* What the exercise asks:
Rewrite the stretch of the post about sleeping like a baby from "Last night, I" through "we feel fantastic.", swapping "front door" for "back door".

Friday, May 13, 2011

sleep like a baby

The idea that someone would want to "sleep like a baby" seems totally ridiculous during the first few months of a newborns life. They sleep off and on all day and night with little regard for daylight or schedule and make functioning through exhaustion an art form that new parents must learn quickly if they want to remain at all sane.

Of course time marches on and they sleep longer stretches and then you start to think that maybe to "sleep like a baby" implies that you have the ability to fall asleep anywhere, anytime and to sleep through all sorts of noises and location changes. I mean, Asa can fall asleep in my arms and stay asleep through transfers to his crib to his carseat and even into daycare. It's impressive what a baby will sleep through. But still is this really the goal? To be able to fall asleep on your couch and wake up in the backseat of your car? Or fall asleep in your bed and then wake up an hour later in a grocery cart at Harris Teeter? Seems a little freaky to me.

Last night, I think we finally stumbled upon what "sleeping like a baby" truly means. At 7:30, just minutes after Asa went to bed, Jeff and I laid down in our bed, headsie-toesies, fully dressed, and fell asleep. We woke up hours later, staggered around the house, locking the front door, closing windows, putting on pj's and were fast sleep again within 20 minutes. Next thing we knew, it was 4:30am and we were doing the quick early-early morning feeding with Asa and again, within 20 minutes, we were all sound asleep until a respectable 6am. For anyone too tired or lazy to do the math, we all slept 10.5 hours last night and we feel fantastic.

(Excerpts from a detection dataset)

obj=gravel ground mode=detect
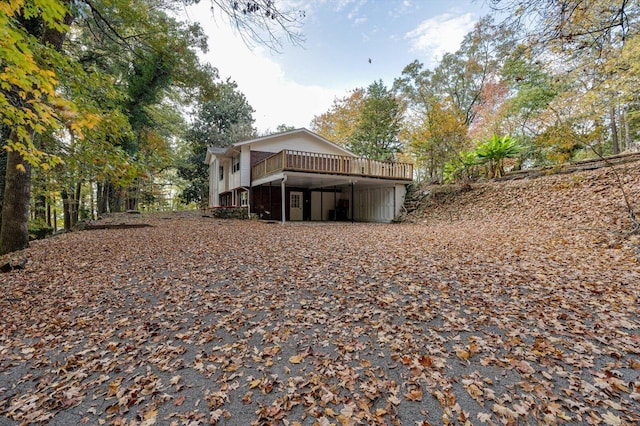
[0,214,640,425]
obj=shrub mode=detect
[475,135,521,178]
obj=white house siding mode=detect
[240,145,251,188]
[354,185,406,222]
[209,157,220,207]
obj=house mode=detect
[205,128,413,223]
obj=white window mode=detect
[231,155,240,173]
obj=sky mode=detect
[182,0,490,134]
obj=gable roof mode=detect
[231,127,356,157]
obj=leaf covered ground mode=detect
[0,165,640,425]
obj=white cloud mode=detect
[201,13,343,133]
[405,13,475,59]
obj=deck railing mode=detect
[251,149,413,180]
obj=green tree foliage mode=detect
[178,80,256,203]
[311,88,366,146]
[475,135,520,178]
[348,80,402,160]
[0,0,303,252]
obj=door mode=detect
[289,191,302,220]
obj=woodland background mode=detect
[0,0,640,253]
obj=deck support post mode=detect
[351,182,356,223]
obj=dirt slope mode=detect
[405,162,640,232]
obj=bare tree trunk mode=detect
[610,105,620,155]
[0,4,74,254]
[60,189,73,232]
[0,146,7,235]
[89,181,96,220]
[0,151,31,254]
[71,182,82,226]
[622,105,631,151]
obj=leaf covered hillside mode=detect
[405,161,640,232]
[0,167,640,426]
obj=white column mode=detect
[280,175,287,225]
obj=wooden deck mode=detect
[251,150,413,181]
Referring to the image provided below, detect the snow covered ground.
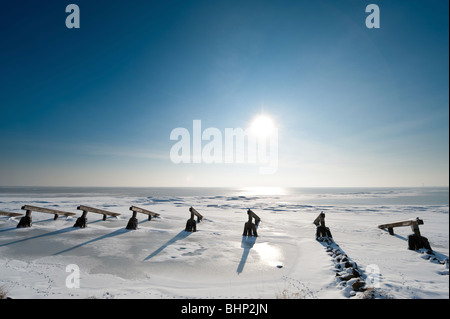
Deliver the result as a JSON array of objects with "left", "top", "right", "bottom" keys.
[{"left": 0, "top": 189, "right": 449, "bottom": 299}]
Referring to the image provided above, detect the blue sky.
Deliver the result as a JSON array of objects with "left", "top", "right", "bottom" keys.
[{"left": 0, "top": 0, "right": 449, "bottom": 187}]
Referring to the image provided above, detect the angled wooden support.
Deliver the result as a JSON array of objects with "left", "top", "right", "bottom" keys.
[
  {"left": 242, "top": 209, "right": 261, "bottom": 237},
  {"left": 247, "top": 209, "right": 261, "bottom": 226},
  {"left": 313, "top": 212, "right": 333, "bottom": 240},
  {"left": 184, "top": 206, "right": 203, "bottom": 232},
  {"left": 378, "top": 217, "right": 423, "bottom": 235},
  {"left": 189, "top": 206, "right": 203, "bottom": 223},
  {"left": 126, "top": 206, "right": 159, "bottom": 230},
  {"left": 378, "top": 217, "right": 432, "bottom": 250},
  {"left": 17, "top": 205, "right": 75, "bottom": 228},
  {"left": 73, "top": 205, "right": 120, "bottom": 228},
  {"left": 0, "top": 210, "right": 23, "bottom": 217}
]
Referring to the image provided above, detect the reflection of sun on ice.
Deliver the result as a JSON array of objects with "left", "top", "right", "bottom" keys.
[
  {"left": 250, "top": 114, "right": 275, "bottom": 138},
  {"left": 253, "top": 243, "right": 283, "bottom": 267}
]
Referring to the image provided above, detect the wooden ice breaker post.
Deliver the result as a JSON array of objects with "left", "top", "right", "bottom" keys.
[
  {"left": 0, "top": 210, "right": 23, "bottom": 218},
  {"left": 17, "top": 205, "right": 75, "bottom": 228},
  {"left": 185, "top": 206, "right": 203, "bottom": 232},
  {"left": 126, "top": 206, "right": 159, "bottom": 230},
  {"left": 313, "top": 212, "right": 333, "bottom": 239},
  {"left": 73, "top": 205, "right": 120, "bottom": 228},
  {"left": 378, "top": 217, "right": 432, "bottom": 250},
  {"left": 242, "top": 209, "right": 261, "bottom": 237}
]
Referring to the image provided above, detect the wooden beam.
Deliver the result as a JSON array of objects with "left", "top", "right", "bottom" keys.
[
  {"left": 77, "top": 205, "right": 120, "bottom": 217},
  {"left": 189, "top": 206, "right": 203, "bottom": 221},
  {"left": 313, "top": 212, "right": 325, "bottom": 226},
  {"left": 22, "top": 205, "right": 75, "bottom": 219},
  {"left": 378, "top": 218, "right": 423, "bottom": 229},
  {"left": 130, "top": 206, "right": 160, "bottom": 217},
  {"left": 0, "top": 210, "right": 23, "bottom": 217},
  {"left": 247, "top": 209, "right": 261, "bottom": 225}
]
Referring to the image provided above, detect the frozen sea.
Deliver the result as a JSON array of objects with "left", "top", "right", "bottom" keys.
[{"left": 0, "top": 187, "right": 449, "bottom": 299}]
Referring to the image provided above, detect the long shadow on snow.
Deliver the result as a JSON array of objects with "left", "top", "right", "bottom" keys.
[
  {"left": 53, "top": 228, "right": 132, "bottom": 256},
  {"left": 144, "top": 230, "right": 192, "bottom": 261},
  {"left": 0, "top": 218, "right": 58, "bottom": 233},
  {"left": 0, "top": 218, "right": 102, "bottom": 247}
]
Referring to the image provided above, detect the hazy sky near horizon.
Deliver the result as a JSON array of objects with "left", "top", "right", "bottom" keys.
[{"left": 0, "top": 0, "right": 449, "bottom": 187}]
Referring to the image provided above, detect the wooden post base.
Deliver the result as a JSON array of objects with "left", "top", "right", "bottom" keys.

* Complete response:
Last night, I think we finally stumbled upon what "sleeping like a baby" truly means. At 7:30, just minutes after Asa went to bed, Jeff and I laid down in our bed, headsie-toesies, fully dressed, and fell asleep. We woke up hours later, staggered around the house, locking the back door, closing windows, putting on pj's and were fast sleep again within 20 minutes. Next thing we knew, it was 4:30am and we were doing the quick early-early morning feeding with Asa and again, within 20 minutes, we were all sound asleep until a respectable 6am. For anyone too tired or lazy to do the math, we all slept 10.5 hours last night and we feel fantastic.